Trainer Protocol Documentation#

Introduction#

The BaseTrainerProtocol defines the abstract interface that all trainer classes within the EasyDeL framework must adhere to. It acts as a contract, ensuring that different trainer implementations (e.g., for SFT, DPO, custom tasks) share a common set of core functionalities and properties.

Using a protocol offers several advantages:

  • Consistency: Provides a predictable structure and behavior across various training types.

  • Modularity: Allows different trainers to be used interchangeably where appropriate.

  • Extensibility: Simplifies the creation of new, custom trainers by providing a clear blueprint of required components.

  • Type Safety: Enforces type hints through Python’s typing.Protocol, improving code reliability and maintainability.

The primary concrete implementation of this protocol in EasyDeL is the BaseTrainer class. For details on how to use the standard trainer, refer to the BaseTrainer Documentation. This document focuses on the requirements for implementing a class that conforms to the BaseTrainerProtocol.

------------------------------------

> **JOB**: Pick up the documentation on EasyDeL's BaseTrainerProtocol after its last sentence and continue it with the next section.

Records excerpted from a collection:
------------------------------------

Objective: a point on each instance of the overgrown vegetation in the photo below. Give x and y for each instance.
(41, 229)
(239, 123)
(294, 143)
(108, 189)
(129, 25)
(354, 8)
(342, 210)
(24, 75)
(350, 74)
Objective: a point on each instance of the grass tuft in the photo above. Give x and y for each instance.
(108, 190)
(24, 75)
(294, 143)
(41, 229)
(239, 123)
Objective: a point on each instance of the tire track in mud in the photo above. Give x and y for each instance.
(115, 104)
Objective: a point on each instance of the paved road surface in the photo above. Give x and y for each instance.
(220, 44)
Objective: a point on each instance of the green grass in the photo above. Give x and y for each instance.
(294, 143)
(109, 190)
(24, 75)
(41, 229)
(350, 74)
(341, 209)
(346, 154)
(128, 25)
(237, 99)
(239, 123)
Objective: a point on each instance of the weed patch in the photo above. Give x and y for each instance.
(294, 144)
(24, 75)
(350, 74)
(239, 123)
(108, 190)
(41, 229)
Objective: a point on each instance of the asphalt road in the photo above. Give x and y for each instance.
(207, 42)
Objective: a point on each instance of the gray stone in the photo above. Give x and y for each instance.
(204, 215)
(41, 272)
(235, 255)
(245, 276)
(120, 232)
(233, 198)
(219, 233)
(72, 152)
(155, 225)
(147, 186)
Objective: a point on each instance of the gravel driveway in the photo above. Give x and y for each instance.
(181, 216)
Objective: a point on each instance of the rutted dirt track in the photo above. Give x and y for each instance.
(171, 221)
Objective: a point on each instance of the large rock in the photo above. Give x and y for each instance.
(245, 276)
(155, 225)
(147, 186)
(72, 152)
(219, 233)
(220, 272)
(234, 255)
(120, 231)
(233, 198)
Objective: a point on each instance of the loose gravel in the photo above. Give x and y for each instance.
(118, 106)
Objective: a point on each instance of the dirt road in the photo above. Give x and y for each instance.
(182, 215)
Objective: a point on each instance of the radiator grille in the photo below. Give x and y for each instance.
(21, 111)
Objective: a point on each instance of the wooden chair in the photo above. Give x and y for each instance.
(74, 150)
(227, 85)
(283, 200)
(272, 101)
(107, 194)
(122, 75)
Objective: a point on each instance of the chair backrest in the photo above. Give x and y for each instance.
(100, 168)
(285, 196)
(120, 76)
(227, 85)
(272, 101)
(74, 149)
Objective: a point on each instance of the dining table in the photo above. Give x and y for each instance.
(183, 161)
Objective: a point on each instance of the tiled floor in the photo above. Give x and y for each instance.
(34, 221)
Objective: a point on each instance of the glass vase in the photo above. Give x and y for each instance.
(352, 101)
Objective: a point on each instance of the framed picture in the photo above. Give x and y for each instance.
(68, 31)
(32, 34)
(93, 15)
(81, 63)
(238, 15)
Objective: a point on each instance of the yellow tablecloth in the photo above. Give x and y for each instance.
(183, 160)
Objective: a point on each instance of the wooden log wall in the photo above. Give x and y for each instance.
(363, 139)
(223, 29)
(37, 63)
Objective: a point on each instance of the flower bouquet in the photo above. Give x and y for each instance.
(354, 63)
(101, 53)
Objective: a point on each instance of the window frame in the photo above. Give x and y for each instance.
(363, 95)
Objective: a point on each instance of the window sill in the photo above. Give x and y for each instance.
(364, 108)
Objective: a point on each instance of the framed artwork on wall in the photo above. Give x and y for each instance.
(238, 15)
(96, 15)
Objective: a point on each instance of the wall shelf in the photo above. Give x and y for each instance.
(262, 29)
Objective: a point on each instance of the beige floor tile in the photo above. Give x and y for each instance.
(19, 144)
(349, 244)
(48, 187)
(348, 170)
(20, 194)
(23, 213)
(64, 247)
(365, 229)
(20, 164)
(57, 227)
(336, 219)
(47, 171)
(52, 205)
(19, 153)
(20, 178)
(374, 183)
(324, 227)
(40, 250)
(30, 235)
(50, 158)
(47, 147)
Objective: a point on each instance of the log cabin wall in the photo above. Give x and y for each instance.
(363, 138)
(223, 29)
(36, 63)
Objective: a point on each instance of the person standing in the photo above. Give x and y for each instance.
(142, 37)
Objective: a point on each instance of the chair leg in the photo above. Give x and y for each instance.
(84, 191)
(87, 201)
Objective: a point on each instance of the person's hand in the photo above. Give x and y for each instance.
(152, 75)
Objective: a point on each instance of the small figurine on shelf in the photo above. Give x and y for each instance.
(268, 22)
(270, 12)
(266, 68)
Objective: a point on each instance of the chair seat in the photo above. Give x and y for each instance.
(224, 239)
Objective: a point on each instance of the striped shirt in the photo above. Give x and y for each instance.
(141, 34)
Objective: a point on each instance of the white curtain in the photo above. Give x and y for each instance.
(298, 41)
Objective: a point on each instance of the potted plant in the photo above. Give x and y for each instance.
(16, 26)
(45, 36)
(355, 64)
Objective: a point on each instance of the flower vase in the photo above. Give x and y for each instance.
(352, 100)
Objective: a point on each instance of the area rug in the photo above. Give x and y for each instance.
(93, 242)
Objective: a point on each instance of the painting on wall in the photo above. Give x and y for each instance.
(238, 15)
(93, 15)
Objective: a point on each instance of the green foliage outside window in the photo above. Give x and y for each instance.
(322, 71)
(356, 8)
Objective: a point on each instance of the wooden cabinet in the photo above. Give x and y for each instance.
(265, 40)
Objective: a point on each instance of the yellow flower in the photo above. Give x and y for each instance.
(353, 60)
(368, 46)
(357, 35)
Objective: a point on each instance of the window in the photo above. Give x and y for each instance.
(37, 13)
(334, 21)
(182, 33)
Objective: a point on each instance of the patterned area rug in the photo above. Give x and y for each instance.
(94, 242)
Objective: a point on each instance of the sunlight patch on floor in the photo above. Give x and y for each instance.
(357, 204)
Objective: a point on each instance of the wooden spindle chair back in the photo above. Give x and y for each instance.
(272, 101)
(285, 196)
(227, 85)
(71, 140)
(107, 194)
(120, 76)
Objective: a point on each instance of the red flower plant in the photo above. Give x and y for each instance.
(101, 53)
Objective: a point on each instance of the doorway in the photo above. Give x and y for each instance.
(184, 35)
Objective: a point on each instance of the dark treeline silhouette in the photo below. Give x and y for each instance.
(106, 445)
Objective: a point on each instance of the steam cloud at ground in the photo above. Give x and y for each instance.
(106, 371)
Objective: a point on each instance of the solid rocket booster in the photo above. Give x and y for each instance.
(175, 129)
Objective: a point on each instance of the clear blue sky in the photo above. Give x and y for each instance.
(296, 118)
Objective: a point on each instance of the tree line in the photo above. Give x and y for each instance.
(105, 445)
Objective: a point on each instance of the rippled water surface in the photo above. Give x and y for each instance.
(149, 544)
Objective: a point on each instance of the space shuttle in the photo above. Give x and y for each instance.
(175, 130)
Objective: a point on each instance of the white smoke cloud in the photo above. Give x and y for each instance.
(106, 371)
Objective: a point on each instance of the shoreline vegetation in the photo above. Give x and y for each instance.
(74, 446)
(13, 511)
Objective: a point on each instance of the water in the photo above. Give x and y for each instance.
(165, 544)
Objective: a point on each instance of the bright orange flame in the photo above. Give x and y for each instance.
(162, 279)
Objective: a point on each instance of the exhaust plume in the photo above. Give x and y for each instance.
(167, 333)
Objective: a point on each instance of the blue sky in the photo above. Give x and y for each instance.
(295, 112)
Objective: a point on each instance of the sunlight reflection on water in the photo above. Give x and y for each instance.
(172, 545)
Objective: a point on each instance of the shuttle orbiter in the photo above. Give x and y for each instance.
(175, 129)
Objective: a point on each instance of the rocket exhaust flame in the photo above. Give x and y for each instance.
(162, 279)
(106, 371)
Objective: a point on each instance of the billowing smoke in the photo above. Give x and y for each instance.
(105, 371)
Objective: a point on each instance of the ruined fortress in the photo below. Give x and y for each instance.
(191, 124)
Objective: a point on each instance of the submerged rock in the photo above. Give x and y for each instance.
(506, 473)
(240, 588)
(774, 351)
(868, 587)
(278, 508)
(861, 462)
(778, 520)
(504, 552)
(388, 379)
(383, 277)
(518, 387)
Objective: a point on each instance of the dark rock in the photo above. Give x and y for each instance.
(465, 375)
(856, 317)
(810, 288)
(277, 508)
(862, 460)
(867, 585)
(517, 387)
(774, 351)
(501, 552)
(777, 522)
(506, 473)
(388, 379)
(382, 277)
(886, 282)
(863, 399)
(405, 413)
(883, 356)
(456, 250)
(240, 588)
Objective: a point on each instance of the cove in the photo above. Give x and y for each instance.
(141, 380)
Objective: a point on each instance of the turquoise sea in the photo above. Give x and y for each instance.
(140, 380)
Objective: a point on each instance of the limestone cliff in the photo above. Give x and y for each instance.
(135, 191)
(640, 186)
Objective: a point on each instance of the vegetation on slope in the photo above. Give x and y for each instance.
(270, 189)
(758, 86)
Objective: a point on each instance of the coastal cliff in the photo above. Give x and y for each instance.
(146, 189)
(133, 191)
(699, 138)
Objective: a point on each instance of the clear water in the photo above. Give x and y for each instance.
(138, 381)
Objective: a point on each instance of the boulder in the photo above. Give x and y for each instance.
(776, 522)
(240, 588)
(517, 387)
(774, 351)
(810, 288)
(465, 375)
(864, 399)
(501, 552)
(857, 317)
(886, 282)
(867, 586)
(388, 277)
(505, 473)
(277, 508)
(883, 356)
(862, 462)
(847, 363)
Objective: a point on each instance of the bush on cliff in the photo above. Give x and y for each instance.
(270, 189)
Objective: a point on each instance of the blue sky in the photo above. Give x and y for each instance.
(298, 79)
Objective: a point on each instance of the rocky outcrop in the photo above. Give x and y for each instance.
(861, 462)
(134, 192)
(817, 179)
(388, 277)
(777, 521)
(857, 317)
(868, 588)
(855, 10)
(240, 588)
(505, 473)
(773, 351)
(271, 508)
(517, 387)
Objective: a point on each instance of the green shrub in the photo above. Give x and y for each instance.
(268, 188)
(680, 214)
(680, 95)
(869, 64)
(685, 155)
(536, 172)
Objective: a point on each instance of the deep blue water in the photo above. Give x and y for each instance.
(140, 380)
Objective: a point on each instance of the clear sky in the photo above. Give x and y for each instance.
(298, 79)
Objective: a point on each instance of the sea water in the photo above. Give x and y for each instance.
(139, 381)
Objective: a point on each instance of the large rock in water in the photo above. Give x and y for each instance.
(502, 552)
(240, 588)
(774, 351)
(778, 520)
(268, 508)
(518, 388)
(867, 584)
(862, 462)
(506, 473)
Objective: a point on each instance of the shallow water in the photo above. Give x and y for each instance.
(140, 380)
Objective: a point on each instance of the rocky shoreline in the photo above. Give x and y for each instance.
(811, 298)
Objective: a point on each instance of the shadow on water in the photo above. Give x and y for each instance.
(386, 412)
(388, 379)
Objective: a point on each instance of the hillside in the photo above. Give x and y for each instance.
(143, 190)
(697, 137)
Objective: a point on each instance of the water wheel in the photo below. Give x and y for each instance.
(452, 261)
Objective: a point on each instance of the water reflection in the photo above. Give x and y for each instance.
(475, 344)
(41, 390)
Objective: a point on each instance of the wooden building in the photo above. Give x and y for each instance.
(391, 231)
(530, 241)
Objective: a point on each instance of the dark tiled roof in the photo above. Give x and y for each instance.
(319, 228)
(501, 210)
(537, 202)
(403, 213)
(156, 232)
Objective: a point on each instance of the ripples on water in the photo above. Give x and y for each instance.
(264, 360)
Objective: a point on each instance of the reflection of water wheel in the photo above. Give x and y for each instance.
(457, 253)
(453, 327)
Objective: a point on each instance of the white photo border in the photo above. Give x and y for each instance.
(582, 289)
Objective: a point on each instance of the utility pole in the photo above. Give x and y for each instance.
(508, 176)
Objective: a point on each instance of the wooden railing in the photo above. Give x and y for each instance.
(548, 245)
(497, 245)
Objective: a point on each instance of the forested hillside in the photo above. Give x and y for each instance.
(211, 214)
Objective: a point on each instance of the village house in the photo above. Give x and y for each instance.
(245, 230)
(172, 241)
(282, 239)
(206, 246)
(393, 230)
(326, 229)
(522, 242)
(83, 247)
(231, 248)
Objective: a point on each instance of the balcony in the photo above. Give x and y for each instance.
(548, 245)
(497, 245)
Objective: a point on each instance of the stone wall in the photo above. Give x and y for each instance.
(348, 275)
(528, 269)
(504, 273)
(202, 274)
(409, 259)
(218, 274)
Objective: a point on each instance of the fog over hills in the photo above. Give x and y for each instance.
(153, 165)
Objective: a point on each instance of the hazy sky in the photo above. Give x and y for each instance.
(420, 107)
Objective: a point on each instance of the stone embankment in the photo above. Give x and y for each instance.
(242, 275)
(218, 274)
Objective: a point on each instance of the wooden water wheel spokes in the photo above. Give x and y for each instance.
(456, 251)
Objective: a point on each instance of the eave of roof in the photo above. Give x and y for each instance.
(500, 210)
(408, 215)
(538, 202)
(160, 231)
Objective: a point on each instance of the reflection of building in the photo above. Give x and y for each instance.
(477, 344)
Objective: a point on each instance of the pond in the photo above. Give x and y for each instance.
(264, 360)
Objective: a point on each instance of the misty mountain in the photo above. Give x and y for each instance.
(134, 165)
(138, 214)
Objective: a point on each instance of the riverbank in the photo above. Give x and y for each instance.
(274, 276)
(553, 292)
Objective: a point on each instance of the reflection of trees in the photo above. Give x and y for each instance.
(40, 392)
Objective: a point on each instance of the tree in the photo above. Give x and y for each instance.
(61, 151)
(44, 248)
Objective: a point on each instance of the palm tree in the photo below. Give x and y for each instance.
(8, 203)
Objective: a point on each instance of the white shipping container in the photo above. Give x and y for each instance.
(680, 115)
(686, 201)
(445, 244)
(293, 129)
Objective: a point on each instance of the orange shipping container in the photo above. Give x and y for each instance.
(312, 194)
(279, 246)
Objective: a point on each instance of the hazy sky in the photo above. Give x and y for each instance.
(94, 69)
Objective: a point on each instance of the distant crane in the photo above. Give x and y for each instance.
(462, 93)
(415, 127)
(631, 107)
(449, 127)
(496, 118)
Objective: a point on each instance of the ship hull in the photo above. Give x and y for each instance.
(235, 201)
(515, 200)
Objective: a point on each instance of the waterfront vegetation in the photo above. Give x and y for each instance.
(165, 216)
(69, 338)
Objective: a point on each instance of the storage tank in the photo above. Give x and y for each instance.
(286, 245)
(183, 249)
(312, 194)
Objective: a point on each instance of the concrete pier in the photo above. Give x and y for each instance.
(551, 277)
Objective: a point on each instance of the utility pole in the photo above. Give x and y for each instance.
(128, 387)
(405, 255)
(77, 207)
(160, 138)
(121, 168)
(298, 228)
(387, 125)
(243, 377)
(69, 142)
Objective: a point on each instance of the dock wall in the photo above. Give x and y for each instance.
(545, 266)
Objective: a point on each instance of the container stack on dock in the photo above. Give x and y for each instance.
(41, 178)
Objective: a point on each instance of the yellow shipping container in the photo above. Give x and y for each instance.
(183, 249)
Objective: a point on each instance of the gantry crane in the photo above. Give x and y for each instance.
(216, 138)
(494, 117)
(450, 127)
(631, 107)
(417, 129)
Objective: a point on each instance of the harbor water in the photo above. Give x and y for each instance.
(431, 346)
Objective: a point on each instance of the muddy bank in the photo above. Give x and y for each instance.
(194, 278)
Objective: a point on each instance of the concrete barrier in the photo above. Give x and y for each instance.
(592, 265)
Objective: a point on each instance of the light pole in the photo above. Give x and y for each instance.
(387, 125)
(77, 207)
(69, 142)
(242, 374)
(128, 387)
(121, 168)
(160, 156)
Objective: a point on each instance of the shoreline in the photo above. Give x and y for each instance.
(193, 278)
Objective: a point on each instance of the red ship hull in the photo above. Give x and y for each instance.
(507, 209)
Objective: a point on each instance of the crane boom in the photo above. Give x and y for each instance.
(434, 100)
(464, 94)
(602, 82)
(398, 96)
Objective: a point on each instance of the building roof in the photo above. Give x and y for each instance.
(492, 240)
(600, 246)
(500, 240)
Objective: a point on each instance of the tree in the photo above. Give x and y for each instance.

------------------------------------

> **ANSWER TO THIS TASK**:
Protocol Requirements#

Any class implementing BaseTrainerProtocol must define the following methods and properties:

Required Methods#

These methods define the core lifecycle and operations of a trainer.

  • train(self, model_parameters: Optional[FlaxPreTrainedModel.params] = None, state: Optional[EasyDeLState] = None) -> EasyDeLState:

    • Purpose: The main entry point to start or resume the training process.

    • Implementation: Must orchestrate the entire training loop, including:

      • Loading data using configured dataloaders.

      • Iterating through epochs and steps.

      • Executing the core training step function (often JIT-compiled).

      • Managing and updating the EasyDeLState (model parameters, optimizer state, step count).

      • Handling metric logging and progress reporting.

      • Implementing checkpoint saving logic based on TrainingArguments.

      • Optionally triggering evaluation based on TrainingArguments.

      • Handling potential resumption from a checkpoint (state or loading from ckpt_path implicitly via arguments).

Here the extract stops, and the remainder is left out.